== RECORDS FOR THE EXERCISE

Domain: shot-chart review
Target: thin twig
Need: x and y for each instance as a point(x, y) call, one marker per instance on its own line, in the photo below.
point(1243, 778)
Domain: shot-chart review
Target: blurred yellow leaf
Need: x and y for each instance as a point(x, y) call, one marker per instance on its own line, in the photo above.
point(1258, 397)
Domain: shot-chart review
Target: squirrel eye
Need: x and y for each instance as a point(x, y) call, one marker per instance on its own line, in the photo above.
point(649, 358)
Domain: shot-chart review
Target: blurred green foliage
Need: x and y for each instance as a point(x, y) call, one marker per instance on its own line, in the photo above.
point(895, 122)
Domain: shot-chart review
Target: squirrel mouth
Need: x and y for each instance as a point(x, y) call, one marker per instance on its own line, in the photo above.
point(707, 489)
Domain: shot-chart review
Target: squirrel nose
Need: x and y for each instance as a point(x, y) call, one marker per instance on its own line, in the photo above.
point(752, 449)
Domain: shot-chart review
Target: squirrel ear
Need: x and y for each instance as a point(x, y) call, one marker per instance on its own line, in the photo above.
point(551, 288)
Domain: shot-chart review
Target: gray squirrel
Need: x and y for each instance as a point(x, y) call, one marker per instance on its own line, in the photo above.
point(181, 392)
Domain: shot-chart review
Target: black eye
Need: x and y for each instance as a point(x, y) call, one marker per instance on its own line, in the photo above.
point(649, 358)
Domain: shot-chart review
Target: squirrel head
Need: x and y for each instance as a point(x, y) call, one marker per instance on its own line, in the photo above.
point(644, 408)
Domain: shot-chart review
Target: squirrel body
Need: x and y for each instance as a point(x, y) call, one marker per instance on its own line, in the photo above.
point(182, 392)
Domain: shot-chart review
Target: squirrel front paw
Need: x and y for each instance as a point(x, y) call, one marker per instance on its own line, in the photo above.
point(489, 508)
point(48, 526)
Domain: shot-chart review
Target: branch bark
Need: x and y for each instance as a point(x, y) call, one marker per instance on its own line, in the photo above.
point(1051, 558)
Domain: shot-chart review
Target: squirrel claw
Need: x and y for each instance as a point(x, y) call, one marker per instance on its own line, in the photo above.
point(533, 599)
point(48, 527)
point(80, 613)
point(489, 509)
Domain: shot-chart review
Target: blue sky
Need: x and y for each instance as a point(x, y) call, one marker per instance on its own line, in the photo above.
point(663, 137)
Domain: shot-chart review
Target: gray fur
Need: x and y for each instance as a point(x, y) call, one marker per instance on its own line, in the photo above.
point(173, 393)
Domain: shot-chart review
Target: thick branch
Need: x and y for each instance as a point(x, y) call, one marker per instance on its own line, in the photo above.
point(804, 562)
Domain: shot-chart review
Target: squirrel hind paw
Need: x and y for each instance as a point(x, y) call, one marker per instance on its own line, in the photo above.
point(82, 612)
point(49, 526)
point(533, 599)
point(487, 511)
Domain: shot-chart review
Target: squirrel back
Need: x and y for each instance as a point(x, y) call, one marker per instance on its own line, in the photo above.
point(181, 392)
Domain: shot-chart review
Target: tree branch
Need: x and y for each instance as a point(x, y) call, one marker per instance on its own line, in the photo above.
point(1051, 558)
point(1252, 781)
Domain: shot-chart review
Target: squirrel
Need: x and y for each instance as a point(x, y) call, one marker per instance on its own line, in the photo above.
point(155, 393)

====

**WHAT YOU WILL DO:** Render every line of the material above as a JSON list of strings, one string per line, leaving out blank lines.

**EXERCISE ANSWER:**
[
  "Domain: shot-chart review",
  "Target: thin twig",
  "Need: x and y for each instance as a point(x, y) call, one marker per instance on its own line, in the photo below.",
  "point(1243, 778)",
  "Domain: shot-chart review",
  "Target: blurred yellow leaf",
  "Need: x and y for each instance as a point(x, y) call, one marker per instance on its own line, in the photo above.",
  "point(1258, 397)",
  "Domain: shot-chart review",
  "Target: squirrel eye",
  "Need: x and y for each instance as a point(x, y) call, one marker per instance on its own line, in the photo above.",
  "point(649, 358)",
  "Domain: shot-chart review",
  "Target: blurred green foliage",
  "Need: x and y for each instance as a point(x, y) call, one marker per instance on its own line, in the photo above.",
  "point(895, 122)",
  "Domain: shot-chart review",
  "Target: squirrel mouth",
  "Need: x and y for each instance as a point(x, y) call, one marker per instance on its own line, in the photo above.",
  "point(707, 489)",
  "Domain: shot-chart review",
  "Target: squirrel nose",
  "Need: x and y for each instance as a point(x, y) call, one marker per instance on its own line, in the photo above.",
  "point(752, 449)",
  "Domain: shot-chart review",
  "Target: squirrel ear",
  "Need: x and y for each instance as a point(x, y) call, one marker per instance on its own line, in the photo above.",
  "point(551, 288)",
  "Domain: shot-chart review",
  "Target: gray squirrel",
  "Need: x and y for each instance as a point(x, y) call, one marker per instance on its own line, in the photo above.",
  "point(181, 392)",
  "Domain: shot-chart review",
  "Target: black eye",
  "Need: x and y for each instance as a point(x, y) call, one marker per instance on its own line, in the photo above.",
  "point(649, 358)",
  "Domain: shot-chart review",
  "Target: squirrel head",
  "Need: x and y for each instance as a point(x, y) call, one marker per instance on its own line, in the photo above.",
  "point(644, 408)",
  "Domain: shot-chart review",
  "Target: squirrel body",
  "Need: x and y for each instance as a point(x, y) call, one marker per instance on its own line, in the photo above.",
  "point(182, 392)",
  "Domain: shot-chart review",
  "Target: squirrel front paw",
  "Need: x and y for each instance as a point(x, y) call, one marker per instance on its own line, in the photo above.",
  "point(489, 508)",
  "point(48, 526)",
  "Domain: shot-chart review",
  "Target: branch bark",
  "Need: x and y for each instance as a point(x, y) call, one marker per instance on its own line, in the photo above.",
  "point(1051, 558)",
  "Domain: shot-chart review",
  "Target: squirrel claw",
  "Need: x and y for each instance as a point(x, y) call, one marker per instance on its own line, in the photo above.",
  "point(533, 599)",
  "point(48, 527)",
  "point(80, 613)",
  "point(489, 509)",
  "Domain: shot-chart review",
  "Target: blue sky",
  "Need: x and y for each instance as a point(x, y) call, one marker per instance on its own line, in the photo above.",
  "point(663, 137)",
  "Domain: shot-chart review",
  "Target: gray fur",
  "Need: x and y for each instance as a point(x, y) call, one marker per instance on its own line, in the photo above.",
  "point(173, 393)",
  "Domain: shot-chart review",
  "Target: thick branch",
  "Need: x and y for each instance as a point(x, y) call, one marker per instance on its own line, in the photo above.",
  "point(804, 562)",
  "Domain: shot-chart review",
  "Target: squirrel hind paw",
  "Need: x and y for each instance as a point(x, y) call, one marker per instance on its own line, in the photo above.",
  "point(82, 612)",
  "point(49, 526)",
  "point(533, 599)",
  "point(487, 511)",
  "Domain: shot-chart review",
  "Target: squirrel back",
  "Need: x and y for each instance as a point(x, y) call, one marker per instance on its own line, in the photo above.",
  "point(181, 392)",
  "Domain: shot-chart review",
  "Target: tree branch",
  "Need: x and y for each instance as a point(x, y) call, one marker per instance on its own line, in the photo above.",
  "point(1051, 558)",
  "point(1252, 781)",
  "Domain: shot-chart review",
  "Target: squirrel",
  "Need: x and y for each instance as a point(x, y) call, one marker per instance on its own line, in the photo above.",
  "point(155, 393)"
]